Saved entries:
- Opening Delimiter -
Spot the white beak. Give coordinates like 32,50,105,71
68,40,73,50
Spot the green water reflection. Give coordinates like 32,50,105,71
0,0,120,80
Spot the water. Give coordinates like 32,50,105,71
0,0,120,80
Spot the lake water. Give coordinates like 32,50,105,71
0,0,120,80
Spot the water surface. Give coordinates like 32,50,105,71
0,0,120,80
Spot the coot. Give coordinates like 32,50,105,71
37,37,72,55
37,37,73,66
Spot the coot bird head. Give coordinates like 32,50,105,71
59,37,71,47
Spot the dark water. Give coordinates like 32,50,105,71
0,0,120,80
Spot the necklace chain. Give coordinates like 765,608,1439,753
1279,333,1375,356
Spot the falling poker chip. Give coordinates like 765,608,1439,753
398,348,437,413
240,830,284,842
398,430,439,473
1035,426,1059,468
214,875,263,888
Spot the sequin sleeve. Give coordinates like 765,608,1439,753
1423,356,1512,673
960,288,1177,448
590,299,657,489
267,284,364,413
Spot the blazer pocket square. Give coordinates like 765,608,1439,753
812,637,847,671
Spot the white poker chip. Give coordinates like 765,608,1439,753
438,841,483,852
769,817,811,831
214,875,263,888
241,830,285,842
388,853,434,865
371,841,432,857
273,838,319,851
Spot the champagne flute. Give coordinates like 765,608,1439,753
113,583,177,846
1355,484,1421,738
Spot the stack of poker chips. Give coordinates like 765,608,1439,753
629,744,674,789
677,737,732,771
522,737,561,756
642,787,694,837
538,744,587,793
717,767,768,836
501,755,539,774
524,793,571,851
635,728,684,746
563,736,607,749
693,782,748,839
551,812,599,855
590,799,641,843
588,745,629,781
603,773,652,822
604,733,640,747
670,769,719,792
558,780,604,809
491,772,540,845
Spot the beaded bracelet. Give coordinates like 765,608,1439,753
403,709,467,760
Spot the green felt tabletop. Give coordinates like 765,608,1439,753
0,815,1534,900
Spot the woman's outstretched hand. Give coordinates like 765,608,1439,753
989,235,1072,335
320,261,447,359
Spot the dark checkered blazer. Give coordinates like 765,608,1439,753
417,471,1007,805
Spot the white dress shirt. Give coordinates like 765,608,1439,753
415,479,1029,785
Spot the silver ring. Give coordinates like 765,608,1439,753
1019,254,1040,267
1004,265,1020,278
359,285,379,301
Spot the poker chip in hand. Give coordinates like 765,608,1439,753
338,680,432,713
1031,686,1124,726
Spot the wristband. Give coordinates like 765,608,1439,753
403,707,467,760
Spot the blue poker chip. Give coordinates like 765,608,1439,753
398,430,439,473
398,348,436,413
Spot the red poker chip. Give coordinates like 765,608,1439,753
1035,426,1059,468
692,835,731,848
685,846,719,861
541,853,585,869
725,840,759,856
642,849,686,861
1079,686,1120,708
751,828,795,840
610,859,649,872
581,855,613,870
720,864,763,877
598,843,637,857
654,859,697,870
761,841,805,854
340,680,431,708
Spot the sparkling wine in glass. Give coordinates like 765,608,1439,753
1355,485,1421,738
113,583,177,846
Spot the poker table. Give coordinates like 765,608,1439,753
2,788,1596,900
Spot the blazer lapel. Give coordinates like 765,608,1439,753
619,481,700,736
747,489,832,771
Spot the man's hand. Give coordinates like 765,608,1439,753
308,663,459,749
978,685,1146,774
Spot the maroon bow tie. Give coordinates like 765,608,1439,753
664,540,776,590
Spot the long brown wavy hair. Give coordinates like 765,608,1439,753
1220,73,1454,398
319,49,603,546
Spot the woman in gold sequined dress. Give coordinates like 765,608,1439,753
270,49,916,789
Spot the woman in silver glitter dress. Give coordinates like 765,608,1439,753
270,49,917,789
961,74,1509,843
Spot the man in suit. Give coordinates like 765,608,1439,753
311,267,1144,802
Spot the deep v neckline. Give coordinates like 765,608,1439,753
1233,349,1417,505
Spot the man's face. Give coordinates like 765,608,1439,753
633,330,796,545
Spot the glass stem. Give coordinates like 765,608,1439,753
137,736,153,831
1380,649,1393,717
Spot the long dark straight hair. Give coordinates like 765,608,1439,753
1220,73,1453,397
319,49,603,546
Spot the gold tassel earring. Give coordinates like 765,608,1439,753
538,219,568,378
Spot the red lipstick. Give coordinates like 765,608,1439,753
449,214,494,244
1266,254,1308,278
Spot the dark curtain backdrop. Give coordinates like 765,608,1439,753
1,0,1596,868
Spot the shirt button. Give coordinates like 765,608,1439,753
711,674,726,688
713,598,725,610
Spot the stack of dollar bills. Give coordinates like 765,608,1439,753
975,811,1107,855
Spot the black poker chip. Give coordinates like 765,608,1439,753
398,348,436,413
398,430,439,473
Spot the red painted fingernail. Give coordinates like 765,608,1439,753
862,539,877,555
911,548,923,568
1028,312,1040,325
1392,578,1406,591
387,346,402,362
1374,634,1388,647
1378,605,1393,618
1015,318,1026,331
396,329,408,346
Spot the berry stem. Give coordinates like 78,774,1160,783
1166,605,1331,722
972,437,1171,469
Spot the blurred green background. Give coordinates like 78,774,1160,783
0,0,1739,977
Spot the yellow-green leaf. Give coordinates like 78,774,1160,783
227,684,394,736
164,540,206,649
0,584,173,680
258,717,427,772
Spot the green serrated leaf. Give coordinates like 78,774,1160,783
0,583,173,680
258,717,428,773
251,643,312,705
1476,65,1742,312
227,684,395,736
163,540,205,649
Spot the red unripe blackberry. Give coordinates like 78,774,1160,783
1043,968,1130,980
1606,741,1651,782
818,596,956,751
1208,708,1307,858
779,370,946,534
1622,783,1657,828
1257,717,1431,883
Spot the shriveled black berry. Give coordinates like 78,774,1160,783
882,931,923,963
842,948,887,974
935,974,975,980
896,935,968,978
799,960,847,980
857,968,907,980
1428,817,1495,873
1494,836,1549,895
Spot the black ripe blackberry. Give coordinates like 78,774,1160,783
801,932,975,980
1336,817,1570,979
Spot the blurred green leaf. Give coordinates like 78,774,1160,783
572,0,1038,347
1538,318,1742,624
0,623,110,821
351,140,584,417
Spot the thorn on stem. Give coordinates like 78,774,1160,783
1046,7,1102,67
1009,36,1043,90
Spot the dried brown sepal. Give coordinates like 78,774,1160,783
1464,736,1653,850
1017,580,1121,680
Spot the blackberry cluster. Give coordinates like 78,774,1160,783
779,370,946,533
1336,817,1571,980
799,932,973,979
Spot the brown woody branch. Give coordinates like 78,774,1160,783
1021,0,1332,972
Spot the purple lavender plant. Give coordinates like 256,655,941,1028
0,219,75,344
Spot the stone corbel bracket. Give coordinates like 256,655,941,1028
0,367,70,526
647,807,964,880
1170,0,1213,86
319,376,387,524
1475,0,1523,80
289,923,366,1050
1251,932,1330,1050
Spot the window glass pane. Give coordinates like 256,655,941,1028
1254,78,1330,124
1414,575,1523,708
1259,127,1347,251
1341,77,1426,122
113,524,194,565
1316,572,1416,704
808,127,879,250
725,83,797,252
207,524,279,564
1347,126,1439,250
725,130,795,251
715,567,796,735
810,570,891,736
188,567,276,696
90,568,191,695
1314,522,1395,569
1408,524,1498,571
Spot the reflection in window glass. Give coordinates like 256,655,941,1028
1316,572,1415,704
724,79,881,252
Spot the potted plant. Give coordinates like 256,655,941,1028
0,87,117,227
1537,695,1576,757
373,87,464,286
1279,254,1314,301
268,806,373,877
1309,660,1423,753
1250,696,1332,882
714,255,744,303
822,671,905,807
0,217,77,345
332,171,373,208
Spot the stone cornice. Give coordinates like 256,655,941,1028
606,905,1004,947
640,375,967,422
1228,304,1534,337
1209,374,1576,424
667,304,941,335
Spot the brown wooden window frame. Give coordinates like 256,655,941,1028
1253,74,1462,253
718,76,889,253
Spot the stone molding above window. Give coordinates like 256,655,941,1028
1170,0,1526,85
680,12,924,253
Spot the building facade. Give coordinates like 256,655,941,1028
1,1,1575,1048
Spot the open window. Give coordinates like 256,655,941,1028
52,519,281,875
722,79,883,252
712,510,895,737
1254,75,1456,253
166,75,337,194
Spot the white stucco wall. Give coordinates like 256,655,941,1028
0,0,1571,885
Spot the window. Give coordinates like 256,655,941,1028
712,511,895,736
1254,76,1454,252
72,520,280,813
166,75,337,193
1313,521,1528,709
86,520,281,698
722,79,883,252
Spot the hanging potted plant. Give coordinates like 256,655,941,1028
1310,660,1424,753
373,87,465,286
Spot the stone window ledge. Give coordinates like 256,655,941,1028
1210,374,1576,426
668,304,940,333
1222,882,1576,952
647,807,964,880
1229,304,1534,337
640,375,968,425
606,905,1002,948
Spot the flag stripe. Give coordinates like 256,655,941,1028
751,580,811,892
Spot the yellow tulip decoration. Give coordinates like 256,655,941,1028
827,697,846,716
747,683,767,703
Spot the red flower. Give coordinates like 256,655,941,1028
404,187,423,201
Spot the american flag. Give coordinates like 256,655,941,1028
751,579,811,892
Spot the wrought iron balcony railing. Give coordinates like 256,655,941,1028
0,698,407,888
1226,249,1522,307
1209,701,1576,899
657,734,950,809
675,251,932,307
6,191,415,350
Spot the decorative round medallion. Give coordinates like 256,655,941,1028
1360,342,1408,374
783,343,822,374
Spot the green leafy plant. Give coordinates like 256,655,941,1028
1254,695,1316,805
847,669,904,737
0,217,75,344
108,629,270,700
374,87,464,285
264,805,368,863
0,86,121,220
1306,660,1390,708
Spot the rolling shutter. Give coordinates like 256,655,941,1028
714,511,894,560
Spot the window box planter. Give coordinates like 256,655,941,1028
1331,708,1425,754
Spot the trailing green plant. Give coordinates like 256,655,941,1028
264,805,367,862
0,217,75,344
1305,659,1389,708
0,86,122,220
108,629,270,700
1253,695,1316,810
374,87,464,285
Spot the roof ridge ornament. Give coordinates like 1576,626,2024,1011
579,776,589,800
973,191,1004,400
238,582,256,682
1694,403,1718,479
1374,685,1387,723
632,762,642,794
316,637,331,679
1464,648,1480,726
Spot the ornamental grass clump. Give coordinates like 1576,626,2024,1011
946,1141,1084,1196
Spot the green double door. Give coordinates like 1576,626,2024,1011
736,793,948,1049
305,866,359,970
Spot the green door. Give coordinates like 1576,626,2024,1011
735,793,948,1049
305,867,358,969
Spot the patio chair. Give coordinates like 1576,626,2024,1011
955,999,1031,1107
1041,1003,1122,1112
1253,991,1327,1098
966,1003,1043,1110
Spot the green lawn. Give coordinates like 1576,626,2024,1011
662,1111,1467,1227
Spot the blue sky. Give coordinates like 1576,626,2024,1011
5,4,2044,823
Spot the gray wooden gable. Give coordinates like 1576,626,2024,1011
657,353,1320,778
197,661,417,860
- Closing Delimiter -
YOUR TASK »
The answer is to be the lines from the one holding "Spot the blue sky." through the end of the data above, transcribed character for character, both ends included.

THE ANSWER »
Spot the blue sky. Give coordinates like 1576,626,2024,1011
5,4,2044,823
Spot the gray wooden gable. Give coordinates like 1576,626,2024,1011
657,353,1320,778
197,661,417,860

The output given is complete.